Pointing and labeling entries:

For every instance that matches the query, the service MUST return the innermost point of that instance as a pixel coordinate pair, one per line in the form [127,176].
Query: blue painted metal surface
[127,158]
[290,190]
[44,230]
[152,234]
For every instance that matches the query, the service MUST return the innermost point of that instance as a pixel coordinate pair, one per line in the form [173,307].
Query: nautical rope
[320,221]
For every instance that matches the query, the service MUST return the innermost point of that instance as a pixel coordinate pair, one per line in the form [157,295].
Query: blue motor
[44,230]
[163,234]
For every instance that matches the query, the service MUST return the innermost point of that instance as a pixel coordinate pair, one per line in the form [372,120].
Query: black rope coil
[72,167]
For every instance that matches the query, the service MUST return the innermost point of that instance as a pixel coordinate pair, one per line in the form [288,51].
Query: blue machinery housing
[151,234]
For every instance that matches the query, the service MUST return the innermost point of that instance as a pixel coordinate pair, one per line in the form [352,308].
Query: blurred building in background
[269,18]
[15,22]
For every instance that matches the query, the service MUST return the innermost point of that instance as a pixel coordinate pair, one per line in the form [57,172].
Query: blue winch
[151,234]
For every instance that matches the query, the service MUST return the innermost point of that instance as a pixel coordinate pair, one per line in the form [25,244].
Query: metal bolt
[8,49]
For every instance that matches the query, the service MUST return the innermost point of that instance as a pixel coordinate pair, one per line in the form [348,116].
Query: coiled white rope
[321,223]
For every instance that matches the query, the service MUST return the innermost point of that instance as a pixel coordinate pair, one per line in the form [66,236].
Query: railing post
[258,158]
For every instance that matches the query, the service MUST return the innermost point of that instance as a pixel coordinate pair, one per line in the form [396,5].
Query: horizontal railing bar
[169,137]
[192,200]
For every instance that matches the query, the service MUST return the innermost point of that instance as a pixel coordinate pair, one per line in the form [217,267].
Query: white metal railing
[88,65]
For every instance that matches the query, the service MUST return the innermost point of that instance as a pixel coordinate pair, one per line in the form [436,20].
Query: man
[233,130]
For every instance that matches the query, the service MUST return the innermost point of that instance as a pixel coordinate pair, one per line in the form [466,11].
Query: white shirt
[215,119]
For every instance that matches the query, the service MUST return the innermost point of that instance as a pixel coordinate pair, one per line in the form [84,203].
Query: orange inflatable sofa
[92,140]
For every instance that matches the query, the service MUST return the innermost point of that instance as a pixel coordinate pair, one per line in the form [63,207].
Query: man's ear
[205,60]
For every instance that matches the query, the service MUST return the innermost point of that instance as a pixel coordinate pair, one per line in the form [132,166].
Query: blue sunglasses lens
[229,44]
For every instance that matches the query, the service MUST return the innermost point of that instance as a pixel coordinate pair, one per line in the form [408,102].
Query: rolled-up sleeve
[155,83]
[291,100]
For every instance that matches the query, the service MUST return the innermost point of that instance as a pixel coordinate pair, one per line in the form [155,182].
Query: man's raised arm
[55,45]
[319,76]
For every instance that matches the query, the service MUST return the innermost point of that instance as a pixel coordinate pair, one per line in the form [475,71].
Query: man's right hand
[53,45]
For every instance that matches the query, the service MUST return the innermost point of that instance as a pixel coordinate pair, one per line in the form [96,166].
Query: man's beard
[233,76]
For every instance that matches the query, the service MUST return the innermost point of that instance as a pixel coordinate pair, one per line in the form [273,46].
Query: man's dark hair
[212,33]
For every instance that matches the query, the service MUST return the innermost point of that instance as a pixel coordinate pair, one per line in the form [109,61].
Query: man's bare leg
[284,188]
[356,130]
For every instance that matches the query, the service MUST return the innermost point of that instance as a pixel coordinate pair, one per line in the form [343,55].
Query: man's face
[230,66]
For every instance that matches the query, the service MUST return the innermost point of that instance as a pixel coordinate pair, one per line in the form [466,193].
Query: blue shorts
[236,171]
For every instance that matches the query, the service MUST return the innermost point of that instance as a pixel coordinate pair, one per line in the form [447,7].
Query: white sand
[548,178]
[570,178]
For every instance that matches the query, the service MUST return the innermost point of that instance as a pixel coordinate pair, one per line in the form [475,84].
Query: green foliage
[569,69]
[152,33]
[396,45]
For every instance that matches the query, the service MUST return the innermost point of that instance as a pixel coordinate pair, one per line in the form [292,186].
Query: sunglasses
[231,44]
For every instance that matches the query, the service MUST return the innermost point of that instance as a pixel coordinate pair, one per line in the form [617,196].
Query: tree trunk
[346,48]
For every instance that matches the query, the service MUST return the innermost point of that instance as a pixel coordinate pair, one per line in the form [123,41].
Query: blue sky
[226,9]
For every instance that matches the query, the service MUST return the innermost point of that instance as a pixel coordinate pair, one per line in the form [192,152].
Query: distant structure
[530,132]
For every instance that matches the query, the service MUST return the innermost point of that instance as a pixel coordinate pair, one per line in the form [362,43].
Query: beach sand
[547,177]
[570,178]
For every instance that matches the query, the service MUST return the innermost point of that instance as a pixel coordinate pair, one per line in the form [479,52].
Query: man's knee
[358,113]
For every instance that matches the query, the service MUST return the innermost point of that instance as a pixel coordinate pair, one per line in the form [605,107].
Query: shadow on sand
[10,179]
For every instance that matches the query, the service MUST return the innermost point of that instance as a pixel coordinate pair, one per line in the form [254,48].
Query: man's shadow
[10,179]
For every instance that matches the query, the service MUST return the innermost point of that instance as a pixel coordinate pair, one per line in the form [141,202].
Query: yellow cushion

# [The request]
Repeat every record exactly as written, please.

# [Exercise solution]
For every instance that matches the query, the service MUST return the innermost point of that instance as a pixel coordinate pair, one per line in the form [127,176].
Query: blue painted metal surface
[127,158]
[290,190]
[44,230]
[152,234]
For every instance that matches the query, the service MUST return the innermost point of that instance as a pixel coordinate pair, one per line in the form [173,307].
Query: nautical rope
[320,221]
For every instance that matches the query, the service MUST return the innermost point of that instance as a pixel coordinate pair, one per line in the form [157,295].
Query: blue motor
[44,230]
[163,234]
For every instance that matches the query, the service MUST return the innermost point of that instance as a pixel coordinate pair, one per line in the form [372,120].
Query: black rope coil
[72,167]
For every instance that matches the query, the service MUST return the innermost point of that instance as a pixel coordinate pair, one per line in the form [288,51].
Query: blue machinery housing
[151,234]
For every instance that matches the query, the service MUST return the innermost point of that instance as a pixel coordinate pair, one per line in the form [352,308].
Query: blurred building in background
[269,18]
[15,22]
For every instance that matches the query, the service MUST return the innermost point of that instance as a pixel coordinate pair, one per line in the form [57,172].
Query: blue winch
[151,234]
For every instance that matches the query, the service MUST return the innermost point of that instance as a pixel coordinate pair, one per line in the form [25,244].
Query: metal bolt
[8,49]
For every instance that matches the query, the service MUST return the innermost point of that instance as a pixel coordinate pair, one per line in the form [348,116].
Query: coiled white rope
[321,223]
For every instance that matches the query, the service MUST return the innermost point of that instance as a pixel coordinate pair, one per line in the form [66,236].
Query: railing post
[258,158]
For every instance that matches the query, the service MUST return the innermost point of that instance as a pixel coordinate pair, one per line in the form [396,5].
Query: horizontal railing bar
[169,137]
[192,200]
For every instance that matches the query, the service MUST return the innermost point of that instance as a pixel coordinate pair, one per line in the form [217,267].
Query: white metal railing
[88,65]
For every instance that matches the query, the service MUST return the innermost point of that instance as a pixel coordinate pair, one per line in the form [436,20].
Query: man
[233,130]
For every instance that matches the query, the service MUST return the innermost point of that instance as a pixel coordinate pair, one per line in the form [466,11].
Query: white shirt
[215,119]
For every instance that matches the query, the service MUST return the innermost point of that instance as a pixel coordinate pair, one per line in the form [84,203].
Query: orange inflatable sofa
[92,140]
For every instance that matches the query, the service MUST return the innermost point of that instance as a pixel coordinate pair, one per line in the form [63,207].
Query: man's ear
[205,60]
For every instance that matches the query, the service MUST return the innermost point of that instance as a pixel coordinate pair, one per line in the form [132,166].
Query: blue sunglasses lens
[229,44]
For every instance that matches the query, the service MUST return the innermost point of that instance as a pixel coordinate pair, one per line in the form [408,102].
Query: rolled-up sleeve
[155,83]
[291,100]
For every instance that matches the query, the service MUST return the innermost point of that instance as a pixel coordinate pair, one per line in the form [155,182].
Query: man's raised arm
[55,45]
[319,76]
For every instance that matches the query, the service MUST return the innermost point of that instance as a pixel coordinate pair, one per line in the form [475,71].
Query: man's right hand
[53,45]
For every instance that matches the query, the service MUST return the innermost point of that instance as a pixel coordinate pair, one per line in the form [96,166].
Query: man's beard
[233,76]
For every instance that matches the query, the service MUST return the innermost point of that instance as a pixel coordinate pair, one per line in the form [273,46].
Query: man's dark hair
[212,33]
For every instance that matches the query, the service MUST return the innermost point of that instance as a pixel coordinate pair, one per line in the form [109,61].
Query: man's bare leg
[284,188]
[356,130]
For every instance that matches the query, the service MUST return the innermost point of that instance as a pixel coordinate pair, one per line in the form [343,55].
Query: man's face
[230,66]
For every instance that matches the query, the service MUST return the innermost point of that instance as a pixel coordinate pair, one per line in the form [466,193].
Query: blue shorts
[236,171]
For every instance that matches the query, the service MUST return the innermost point of that instance as a pixel coordinate pair, one per line in the form [447,7].
Query: white sand
[548,178]
[570,178]
For every instance that matches the query, the service MUST return the innermost point of that instance as a pixel coordinate pair, one per line in the form [475,84].
Query: green foliage
[569,69]
[152,33]
[396,45]
For every instance that matches the query, the service MUST return the innermost point of that instance as a pixel coordinate pair, one per line in the form [292,186].
Query: sunglasses
[231,44]
For every instance that matches the query, the service MUST return the innermost point of that instance as a pixel coordinate pair, one per line in the form [617,196].
Query: tree trunk
[346,48]
For every instance that matches the query, the service MUST return the innermost point of that instance as a pixel coordinate pair, one per line in the form [123,41].
Query: blue sky
[226,9]
For every instance that matches the query, the service MUST return the innermost point of that instance as a pixel coordinate pair, one per line in the form [192,152].
Query: distant structure
[530,132]
For every instance that matches the query, the service MUST return the innermost point of that instance as a pixel coordinate pair, one per line in the form [362,43].
Query: beach sand
[547,177]
[570,178]
For every instance that matches the query, the service MUST return the innermost point of that instance as a pixel coordinate pair, one per line in the form [479,52].
Query: man's knee
[358,113]
For every instance that matches the query, the service MUST return the innermost point of that instance as a pixel coordinate pair, one per line in the form [605,107].
Query: shadow on sand
[10,179]
For every instance that matches the query, the service MUST return the innermost point of that instance as a pixel coordinate pair, one per line in the form [254,48].
Query: man's shadow
[10,179]
For every instance that matches the query, the service MUST return the innermost point of that instance as a pixel coordinate pair, one per line in the form [141,202].
Query: yellow cushion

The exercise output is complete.